Text excerpt
— begin —
It is too late to raise the federal question on motion for
rehearing in the state court unless that court entertains the
motion and expressly passes on the federal question.
While aliens are ordinarily permitted to resort to our courts
for redress of wrongs and protection of rights, the removal of
property to another jurisdiction for adjustment of claims against
it is a matter of comity, and not of absolute right, and, in the
absence of treaty stipulations, it is within the power of a state
to determine its policy in regard thereto.
The refusal by a state to exercise comity in such manner as
would impair the rights of local creditors by removing a fund to a
foreign jurisdiction for administration does not deprive a foreign
creditor of his property without due process of law or deny to him
the equal protection of the law, and so held as to a judgment of
the highest court of Wisconsin holding the attachment of a citizen
of that state superior to an earlier attachment of a foreign
creditor.
While the treaty of 1828 with Prussia has been recognized as
being still in force by both the United States and the German
Empire, there is nothing therein undertaking to change the rule of
national comity that permits a country to first protect the rights
of its own citizens in local property before permitting it to be
taken out of its jurisdiction for administration in favor of
creditors beyond its borders.
127 Wis. 676 affirmed.
The facts are stated in the opinion.
Page 208 U. S. 574
MR. JUSTICE DAY delivered the opinion of the Court.
The Disconto Gesellschaft, a banking corporation of Berlin,
Germany, began an action in the Circuit Court of Milwaukee County,
Wisconsin, on August 17, 1901, against Gerhard Terlinden and at the
same time garnisheed the First National Bank of Milwaukee. The bank
appeared and admitted an indebtedness to Terlinden of $6,420. The
defendant in error Umbreit intervened and filed an answer, and
later an amended answer.
A reply was filed taking issue upon certain allegations of the
answer, and a trial was had in the Circuit Court of Milwaukee
County in which the court found the following facts:
"That on the seventeenth day of August, 1901, the above-named
plaintiff, the Disconto Gesellschaft, commenced an action in
Page 208 U. S. 575
this court against the above-named defendant, Gerhard Terlinden,
for the recovery of damages sustained by the tort of the said
defendant, committed in the month of May, 1901; that said defendant
appeared in said action by A.C. Umbreit, his attorney, on August
19, 1901, and answered the plaintiff's complaint; that thereafter
such proceedings were had in said action that judgment was duly
given on February 19, 1904, in favor of said plaintiff, Disconto
Gesellschaft, and against said defendant, Terlinden, for $94,
145.11 damages and costs; that $85,371.49, with interest from March
26, 1904, is now due and unpaid thereon; that, at the time of the
commencement of said action, to-wit, on August 17, 1901, process in
garnishment was served on the above-named garnishee, First National
Bank of Milwaukee, as garnishee of the defendant Terlinden."
— end —
Challenge
Repeat word for word the passage of the court opinion starting at "While the treaty" and ending at "Wis. 676 affirmed.". The rows that come next are separate material, unrelated to the court opinion.

Source data:
— begin —
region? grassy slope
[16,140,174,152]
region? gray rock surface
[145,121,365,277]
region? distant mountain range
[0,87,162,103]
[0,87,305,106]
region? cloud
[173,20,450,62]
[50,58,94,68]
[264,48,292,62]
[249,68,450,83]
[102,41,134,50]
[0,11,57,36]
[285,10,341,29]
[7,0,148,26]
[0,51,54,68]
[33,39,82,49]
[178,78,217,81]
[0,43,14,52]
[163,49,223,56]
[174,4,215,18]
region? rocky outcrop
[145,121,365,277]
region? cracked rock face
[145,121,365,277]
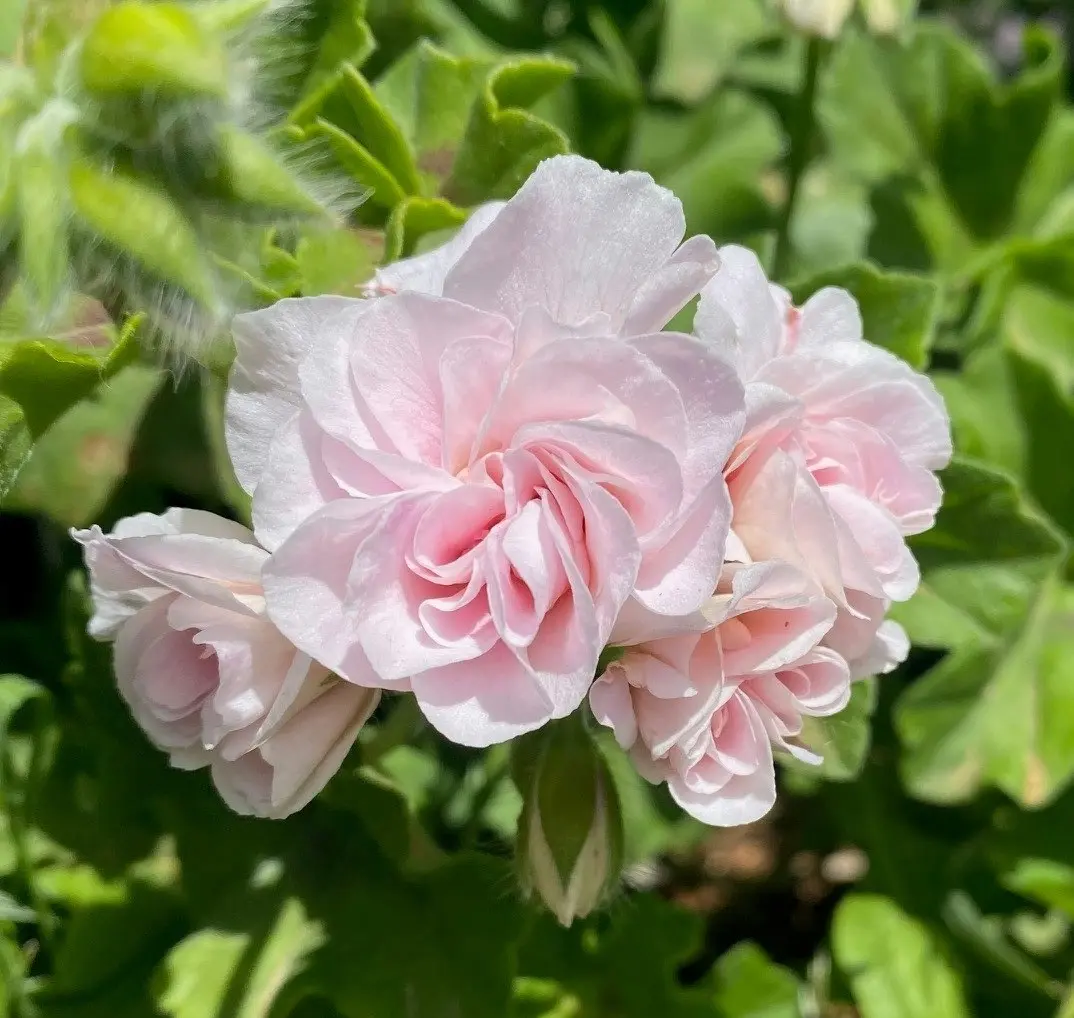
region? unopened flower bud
— end —
Task response
While the treaty of 1828 with Prussia has been recognized as
being still in force by both the United States and the German
Empire, there is nothing therein undertaking to change the rule of
national comity that permits a country to first protect the rights
of its own citizens in local property before permitting it to be
taken out of its jurisdiction for administration in favor of
creditors beyond its borders.
127 Wis. 676 affirmed.